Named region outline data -
-- Begin --
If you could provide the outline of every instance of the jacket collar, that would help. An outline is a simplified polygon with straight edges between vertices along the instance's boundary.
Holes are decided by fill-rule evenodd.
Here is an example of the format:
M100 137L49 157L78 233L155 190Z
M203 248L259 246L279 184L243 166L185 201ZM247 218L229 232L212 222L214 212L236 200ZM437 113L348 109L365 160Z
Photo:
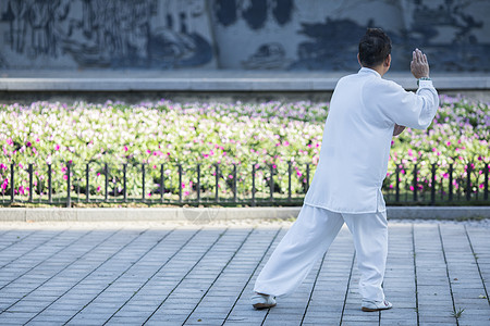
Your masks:
M359 73L359 74L373 74L373 75L376 75L376 76L378 76L378 77L381 78L381 75L380 75L377 71L371 70L371 68L368 68L368 67L365 67L365 66L363 66L363 67L359 70L358 73Z

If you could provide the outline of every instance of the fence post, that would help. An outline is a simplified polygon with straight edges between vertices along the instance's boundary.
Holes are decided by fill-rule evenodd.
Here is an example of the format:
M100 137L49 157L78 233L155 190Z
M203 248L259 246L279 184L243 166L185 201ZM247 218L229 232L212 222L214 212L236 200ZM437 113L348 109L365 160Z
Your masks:
M182 202L182 164L177 164L179 167L179 202Z
M215 178L215 181L216 181L215 183L215 200L216 200L216 202L220 201L220 195L219 195L219 189L218 189L219 181L220 181L219 173L220 173L220 165L218 163L216 163L216 170L215 170L215 176L216 176L216 178Z
M448 189L448 191L449 191L448 198L449 198L449 201L452 201L453 200L453 163L450 163L449 175L450 175L450 178L449 178L450 185L449 185L449 189Z
M33 202L33 163L29 163L29 202Z
M417 164L414 165L414 201L417 201Z
M72 185L71 185L71 167L72 167L72 163L68 162L66 164L66 208L71 208L72 206Z
M291 201L291 171L292 171L292 162L287 162L287 201Z
M109 191L109 166L107 163L103 164L103 174L106 175L106 185L105 185L106 195L103 196L103 200L107 202Z
M490 168L490 164L485 164L485 193L483 193L483 199L487 200L488 199L488 171Z
M48 202L52 203L52 166L48 164Z
M127 168L127 163L123 163L123 201L126 202L127 201L127 181L126 181L126 168Z
M236 202L236 164L233 164L233 202Z
M85 201L88 202L90 199L90 183L89 183L89 173L90 173L90 163L87 163L85 166Z
M146 175L145 175L145 163L142 163L142 180L143 180L143 195L142 195L142 201L145 202L145 183L146 183Z
M10 164L10 201L14 202L15 200L15 163Z
M200 203L200 164L197 164L197 185L196 185L196 191L197 191L197 203Z
M430 187L430 204L436 204L436 164L432 164L432 186Z
M471 164L468 163L466 168L466 200L471 199Z
M166 192L166 187L164 187L164 165L161 164L160 165L160 201L163 202L163 193Z
M396 164L395 202L400 202L400 165Z
M274 201L274 166L273 164L269 165L269 173L270 173L270 179L269 179L269 198L270 201Z
M255 206L255 163L252 165L252 205Z

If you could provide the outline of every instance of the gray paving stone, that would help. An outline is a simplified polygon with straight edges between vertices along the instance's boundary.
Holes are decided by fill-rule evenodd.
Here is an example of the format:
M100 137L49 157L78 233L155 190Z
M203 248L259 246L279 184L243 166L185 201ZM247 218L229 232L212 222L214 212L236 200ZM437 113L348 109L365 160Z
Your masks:
M0 325L34 316L28 325L60 325L77 314L69 325L140 325L152 315L147 325L339 325L342 318L342 325L388 326L416 325L418 314L419 325L441 326L455 325L454 305L465 309L460 325L490 324L489 300L480 298L483 284L490 288L490 240L475 226L390 223L384 289L394 308L381 314L360 311L346 228L302 287L268 312L254 311L249 296L286 229L182 226L159 242L168 228L142 234L130 223L117 226L34 231L0 223ZM14 230L22 240L9 236Z

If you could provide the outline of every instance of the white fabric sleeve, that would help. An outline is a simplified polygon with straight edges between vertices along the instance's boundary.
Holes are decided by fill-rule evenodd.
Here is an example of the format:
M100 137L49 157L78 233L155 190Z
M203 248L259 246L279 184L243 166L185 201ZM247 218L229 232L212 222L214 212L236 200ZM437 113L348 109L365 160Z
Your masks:
M369 93L377 96L370 97ZM376 106L385 120L416 129L429 127L439 108L438 92L431 80L420 80L415 93L396 83L382 80L377 85L367 85L364 95L366 105Z

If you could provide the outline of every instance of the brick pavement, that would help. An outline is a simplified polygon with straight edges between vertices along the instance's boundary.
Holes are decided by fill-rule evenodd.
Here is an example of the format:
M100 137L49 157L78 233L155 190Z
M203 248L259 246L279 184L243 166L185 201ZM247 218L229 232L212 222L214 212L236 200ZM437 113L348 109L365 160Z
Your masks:
M390 222L390 311L360 311L346 228L293 296L254 311L290 225L0 223L0 325L490 325L490 228L475 223Z

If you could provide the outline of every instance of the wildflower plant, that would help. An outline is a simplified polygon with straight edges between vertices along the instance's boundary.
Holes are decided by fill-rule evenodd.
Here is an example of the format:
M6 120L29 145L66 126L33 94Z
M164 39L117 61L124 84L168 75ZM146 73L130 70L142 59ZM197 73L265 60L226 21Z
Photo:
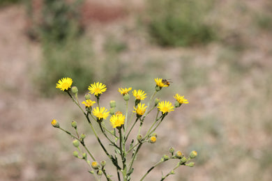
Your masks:
M169 101L160 101L159 98L156 98L157 93L162 88L169 87L169 82L166 79L158 78L154 80L156 83L156 84L154 84L154 93L151 96L147 103L142 102L147 97L146 93L144 90L134 90L132 91L134 97L133 100L134 102L131 105L132 111L128 111L130 91L132 88L119 88L118 91L125 101L126 112L124 113L116 110L116 103L115 101L110 101L109 111L106 107L100 105L100 97L107 90L107 86L103 83L91 84L88 88L89 93L85 95L85 100L82 101L81 104L77 97L77 88L75 86L72 86L72 79L63 78L59 80L56 84L56 88L67 93L81 110L91 128L98 144L111 161L111 164L107 164L105 160L98 162L98 157L91 152L91 150L85 144L84 139L86 135L83 133L80 134L76 121L73 120L71 123L75 133L61 127L60 123L55 119L51 122L54 127L63 131L74 139L73 144L77 150L74 151L73 155L86 162L89 166L89 172L93 175L96 180L101 180L103 177L103 180L130 180L131 174L134 171L133 164L142 145L156 143L158 139L156 130L168 113L175 111L183 104L188 103L184 96L179 94L173 96L175 99L174 104ZM90 93L93 95L94 97L92 97ZM148 131L144 132L141 130L142 127L145 125L146 116L152 111L156 111L156 116L153 120L151 126L147 127ZM98 125L98 127L94 127L95 125ZM112 127L109 128L107 125L111 125ZM98 128L95 129L95 127ZM137 134L130 135L132 130L136 129L137 129ZM108 141L107 145L112 146L114 149L109 149L109 147L101 141L100 136L105 136L105 140ZM132 140L128 139L129 136L133 138ZM169 154L162 155L158 162L143 174L140 180L144 180L146 175L158 165L170 159L176 159L177 161L176 165L168 173L162 175L160 180L164 180L170 175L174 174L175 170L181 166L194 166L194 162L188 162L195 159L197 155L197 152L193 150L186 157L180 150L175 152L175 149L171 147L169 149ZM116 168L116 173L108 173L106 167L109 165ZM114 177L114 175L116 177Z

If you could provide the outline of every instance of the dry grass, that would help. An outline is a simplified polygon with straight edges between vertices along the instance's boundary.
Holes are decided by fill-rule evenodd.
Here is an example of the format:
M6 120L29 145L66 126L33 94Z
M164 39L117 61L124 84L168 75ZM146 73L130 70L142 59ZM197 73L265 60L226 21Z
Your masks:
M190 101L167 116L156 144L143 148L133 180L170 146L186 154L196 150L199 157L195 167L181 167L168 180L272 180L272 35L269 26L264 28L255 18L261 11L270 17L266 7L271 4L218 1L217 6L212 19L220 23L222 38L205 47L150 45L133 13L88 29L97 60L95 79L107 81L107 70L121 72L116 82L107 83L109 91L101 97L104 105L120 96L119 86L143 88L150 95L153 78L160 77L173 81L162 98L171 100L177 91ZM40 45L27 38L24 23L22 6L1 9L0 180L91 180L84 162L73 157L71 140L50 121L56 118L68 127L76 119L81 130L89 129L67 97L45 99L36 92L31 76L42 59ZM109 37L126 49L109 56L104 50L105 44L112 45ZM87 141L90 147L96 145L91 135ZM100 149L96 146L93 152L99 155ZM169 166L155 169L146 180L158 180L160 170L165 173Z

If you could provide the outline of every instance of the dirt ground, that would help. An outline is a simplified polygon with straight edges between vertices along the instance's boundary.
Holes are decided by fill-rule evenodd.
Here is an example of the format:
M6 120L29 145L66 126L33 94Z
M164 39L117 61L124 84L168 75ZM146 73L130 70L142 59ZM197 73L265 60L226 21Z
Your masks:
M142 4L135 1L141 9ZM252 10L261 9L266 1L261 1L264 3L250 1L247 6ZM195 161L196 167L183 168L168 180L272 180L272 35L269 31L257 32L253 29L249 31L246 17L242 18L244 24L238 20L229 21L237 15L232 13L230 4L227 3L229 10L224 10L227 8L224 6L218 10L225 13L220 15L225 15L222 24L229 27L227 32L239 29L239 36L229 33L227 43L239 41L247 45L237 56L239 63L228 59L236 53L216 43L205 47L162 49L149 44L144 38L129 36L129 33L124 37L129 51L121 55L123 62L140 60L134 68L141 72L142 67L147 63L157 65L156 60L160 58L160 63L167 65L170 72L165 74L173 77L173 82L180 82L179 77L184 75L192 77L191 82L197 85L186 90L188 106L183 108L182 113L169 116L173 121L160 129L162 139L159 143L165 151L172 144L184 148L187 154L190 149L198 148L202 156ZM109 22L106 17L98 17L103 23L92 24L89 33L96 35L93 48L98 55L102 54L105 33L112 29L119 32L120 24L131 27L130 18L119 19L123 14L114 15L116 21ZM71 139L50 125L53 118L65 120L81 117L67 97L60 93L46 98L38 92L33 77L40 66L42 52L39 43L31 41L26 35L27 24L22 6L0 8L0 181L93 180L85 163L73 157ZM187 56L194 57L194 61L181 63L180 57ZM185 74L183 68L186 66L193 75ZM158 66L157 70L165 69ZM204 83L202 71L207 75ZM201 78L200 82L194 77ZM117 90L119 86L121 83L112 85L111 90ZM117 93L106 95L105 102ZM83 95L80 98L83 99ZM181 118L181 122L175 122ZM203 123L206 120L211 122ZM69 123L64 125L68 127ZM95 144L91 139L89 142ZM136 165L137 173L146 171L150 163L156 162L163 154L151 146L144 149L149 151L141 155L143 158L139 161L142 162ZM99 154L100 150L96 148L94 152ZM167 171L167 166L160 168ZM149 180L158 180L160 174L160 169L154 171ZM136 176L135 180L137 179Z

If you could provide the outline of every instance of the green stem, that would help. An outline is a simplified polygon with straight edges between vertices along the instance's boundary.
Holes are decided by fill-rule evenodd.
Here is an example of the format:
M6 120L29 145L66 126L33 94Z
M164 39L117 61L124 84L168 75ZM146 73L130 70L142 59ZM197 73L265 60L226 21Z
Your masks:
M181 164L179 163L178 163L177 165L171 171L169 171L165 176L162 177L162 179L160 180L160 181L164 180L169 175L172 175L172 172L174 171L174 170L176 170L176 168L178 168L180 166L181 166Z
M80 143L82 145L82 146L85 148L86 151L88 152L88 154L90 155L90 157L91 157L91 159L93 160L93 161L96 161L96 159L93 157L93 155L91 155L91 152L88 150L88 148L86 147L85 145L85 143L83 141L79 139L78 138L77 138L77 136L75 136L75 135L73 135L73 134L71 134L70 132L69 132L68 131L64 129L62 129L61 127L59 127L59 129L61 129L61 131L63 131L65 132L66 133L67 133L68 134L69 134L70 136L72 136L73 139L77 139L78 141L80 142Z
M136 124L136 123L137 123L137 121L138 120L139 120L139 118L136 118L136 120L134 122L133 125L130 127L130 131L128 132L128 134L127 134L126 136L125 142L126 142L126 141L128 140L128 135L130 135L131 130L133 129L133 127L135 125L135 124Z
M153 133L153 132L155 132L155 130L157 129L157 127L160 125L160 124L163 122L163 120L165 118L165 116L161 117L161 120L158 123L158 125L155 127L154 129L153 129L152 131L151 131L149 133L146 133L146 135L144 136L144 139L145 139L146 137L148 137L151 133Z
M137 148L135 152L133 153L133 158L131 159L130 160L130 162L129 164L129 169L128 171L130 171L132 167L133 167L133 162L136 159L136 156L137 156L137 154L138 153L138 151L139 150L139 148L141 148L142 145L143 144L143 143L140 143L138 145L138 147Z
M126 157L125 157L125 152L123 152L123 136L122 136L122 131L121 127L118 127L118 131L119 132L119 141L120 141L120 156L122 159L122 163L123 163L123 180L126 180Z
M123 127L123 134L125 135L126 128L128 127L128 125L126 124L127 120L128 120L128 101L126 101L126 118L125 118L125 125Z

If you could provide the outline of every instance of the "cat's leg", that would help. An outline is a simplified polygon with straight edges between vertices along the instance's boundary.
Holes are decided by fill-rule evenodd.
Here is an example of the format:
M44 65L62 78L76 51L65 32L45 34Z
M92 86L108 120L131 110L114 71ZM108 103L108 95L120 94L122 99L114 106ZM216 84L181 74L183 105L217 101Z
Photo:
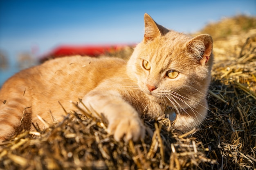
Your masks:
M203 98L193 107L180 111L176 113L174 128L186 132L200 126L205 119L208 110L207 101Z
M116 140L123 138L126 141L137 141L144 137L145 128L138 113L118 92L92 91L82 102L93 113L96 112L107 119L108 132L114 135ZM79 106L84 108L81 104ZM97 116L97 114L94 116Z
M25 81L9 81L0 90L0 143L30 128L31 96Z

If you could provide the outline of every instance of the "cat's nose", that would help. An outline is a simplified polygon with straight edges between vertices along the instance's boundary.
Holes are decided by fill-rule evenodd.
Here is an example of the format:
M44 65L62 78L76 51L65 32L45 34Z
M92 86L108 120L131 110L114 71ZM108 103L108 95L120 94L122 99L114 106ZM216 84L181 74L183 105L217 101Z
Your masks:
M153 90L156 89L157 87L156 87L155 86L153 85L149 85L148 84L147 85L148 89L149 90L149 92L152 92Z

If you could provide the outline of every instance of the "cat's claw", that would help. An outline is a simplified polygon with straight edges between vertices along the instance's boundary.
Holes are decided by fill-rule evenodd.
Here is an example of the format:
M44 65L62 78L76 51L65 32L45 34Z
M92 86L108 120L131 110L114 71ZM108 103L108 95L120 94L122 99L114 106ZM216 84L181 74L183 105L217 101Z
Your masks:
M137 142L144 138L145 128L139 118L126 118L117 119L110 122L108 131L114 135L114 138L117 142L122 139L125 142L130 139Z

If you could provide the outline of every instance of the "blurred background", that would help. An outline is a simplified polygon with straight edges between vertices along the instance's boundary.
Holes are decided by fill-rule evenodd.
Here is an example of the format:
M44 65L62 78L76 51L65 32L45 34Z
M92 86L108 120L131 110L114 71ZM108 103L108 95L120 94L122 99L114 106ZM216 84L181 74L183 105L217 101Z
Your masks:
M0 86L60 46L139 42L145 13L193 34L224 17L256 16L256 0L0 0Z

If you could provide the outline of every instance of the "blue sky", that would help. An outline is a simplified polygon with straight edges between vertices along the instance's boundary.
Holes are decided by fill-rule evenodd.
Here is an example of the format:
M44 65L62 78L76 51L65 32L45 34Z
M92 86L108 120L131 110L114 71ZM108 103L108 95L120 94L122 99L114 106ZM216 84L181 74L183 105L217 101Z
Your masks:
M0 0L0 50L13 62L33 47L40 56L61 44L137 43L145 13L167 28L193 33L222 17L256 15L256 0Z

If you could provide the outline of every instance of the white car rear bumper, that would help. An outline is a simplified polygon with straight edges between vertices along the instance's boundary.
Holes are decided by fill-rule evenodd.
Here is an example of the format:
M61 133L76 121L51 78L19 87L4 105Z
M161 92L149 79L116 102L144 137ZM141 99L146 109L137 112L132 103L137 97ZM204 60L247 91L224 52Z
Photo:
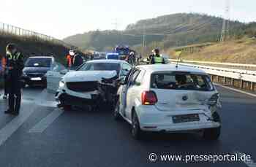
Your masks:
M140 105L137 109L137 111L140 111L138 112L137 114L138 115L140 128L146 131L175 132L197 131L221 126L220 123L213 120L210 110L192 109L184 110L182 112L164 112L156 109L153 106L143 105ZM173 123L173 116L193 114L198 114L198 121Z

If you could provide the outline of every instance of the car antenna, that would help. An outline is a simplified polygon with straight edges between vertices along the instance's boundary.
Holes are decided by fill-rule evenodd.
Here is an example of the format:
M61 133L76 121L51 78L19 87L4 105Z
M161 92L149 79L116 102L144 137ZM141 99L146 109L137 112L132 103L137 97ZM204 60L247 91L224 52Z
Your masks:
M179 63L179 61L180 61L180 58L181 58L181 54L182 54L182 50L181 50L181 53L179 54L179 55L178 55L178 60L177 60L177 63L176 63L176 69L178 69L178 63Z

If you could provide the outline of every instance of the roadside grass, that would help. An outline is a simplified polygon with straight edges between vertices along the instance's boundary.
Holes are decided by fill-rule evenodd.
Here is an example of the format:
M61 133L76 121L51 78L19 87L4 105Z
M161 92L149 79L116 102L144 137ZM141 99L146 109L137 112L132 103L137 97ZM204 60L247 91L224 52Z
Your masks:
M172 58L177 56L175 54ZM194 53L184 53L182 60L256 64L256 39L243 38L214 44Z

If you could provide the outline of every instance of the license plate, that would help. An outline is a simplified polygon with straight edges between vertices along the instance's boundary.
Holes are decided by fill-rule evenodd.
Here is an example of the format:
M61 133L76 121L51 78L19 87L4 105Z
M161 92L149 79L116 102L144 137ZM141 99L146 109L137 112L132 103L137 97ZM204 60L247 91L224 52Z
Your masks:
M199 114L182 114L176 115L173 117L173 123L181 123L187 122L194 122L199 121Z
M40 80L42 80L42 78L40 78L40 77L35 77L35 78L31 78L30 79L31 81L40 81Z

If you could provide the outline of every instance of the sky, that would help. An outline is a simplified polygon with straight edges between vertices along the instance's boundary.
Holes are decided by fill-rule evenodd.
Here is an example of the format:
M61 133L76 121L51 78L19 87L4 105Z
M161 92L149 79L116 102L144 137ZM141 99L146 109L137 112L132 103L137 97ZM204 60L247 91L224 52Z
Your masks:
M230 1L231 20L256 21L255 0ZM177 12L223 17L225 7L225 0L1 0L0 4L0 23L58 39L96 29L123 30L141 19Z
-- End --
PROMPT - Rewrite everything from the line containing "the white car" down to the line containing "M40 80L42 80L42", switching each "vertices" to "corner points" and changing nothing else. Leave the pictures out of the answer.

SOLUTION BELOW -
If you could provide the outline of every instance of the white car rear bumper, that would help. An outline is a simplified polygon with straight edges between corner points along the instance's boundary.
Holes are decided by fill-rule evenodd.
Here is an example of the format:
M61 133L76 121L51 78L19 87L4 105Z
M161 92L149 79L116 102L144 137ZM141 99L146 109L137 112L132 103L137 97ZM204 60L247 91L224 52Z
Photo:
Your masks:
M140 105L137 109L137 111L140 111L138 112L137 114L138 115L140 128L146 131L175 132L197 131L221 126L220 123L213 120L210 110L192 109L184 110L182 112L164 112L156 109L153 106L143 105ZM173 123L173 116L193 114L198 114L198 121Z

If you could provide the outline of every instance of the car antenna, that would help. An outline is a simplified polygon with straight edges between corner points along the instance's boundary.
Holes are decided by fill-rule evenodd.
Here is an example of the format:
M61 133L76 121L51 78L19 87L4 105Z
M161 92L149 79L116 102L144 137ZM141 99L146 109L137 112L132 103L137 97ZM204 60L247 91L224 52Z
Your masks:
M179 63L179 61L180 61L180 58L181 58L181 54L182 54L182 50L181 50L181 53L179 54L179 55L178 55L178 60L177 60L177 63L176 63L176 69L178 69L178 63Z

If you could provide the outline of every instance of the roadside grass, that would help. An outline is a simplified polygon with straight edges between corner points along the instance's boundary.
Holes are decided by fill-rule evenodd.
Here is an example of the format:
M61 133L76 121L51 78L19 87L4 105Z
M161 92L149 79L116 102L144 137ZM141 99L146 109L137 112L132 103L137 97ZM204 60L247 91L224 52Z
Your masks:
M172 58L177 56L175 54ZM194 53L184 53L182 60L256 64L256 39L243 38L214 44Z

If you could provide the outline of every instance of the license plate, that would help. An outline is a simplified polygon with straight edges between corner points along the instance's boundary.
Holes are decided by fill-rule evenodd.
Here is an example of the format:
M61 133L76 121L51 78L19 87L4 105Z
M161 92L149 79L116 102L144 137ZM141 99L146 109L137 112L132 103L137 97ZM204 60L247 91L224 52Z
Your masks:
M199 114L182 114L176 115L173 117L173 123L181 123L187 122L194 122L199 121Z
M40 80L42 80L42 78L40 78L40 77L35 77L35 78L31 78L30 79L31 81L40 81Z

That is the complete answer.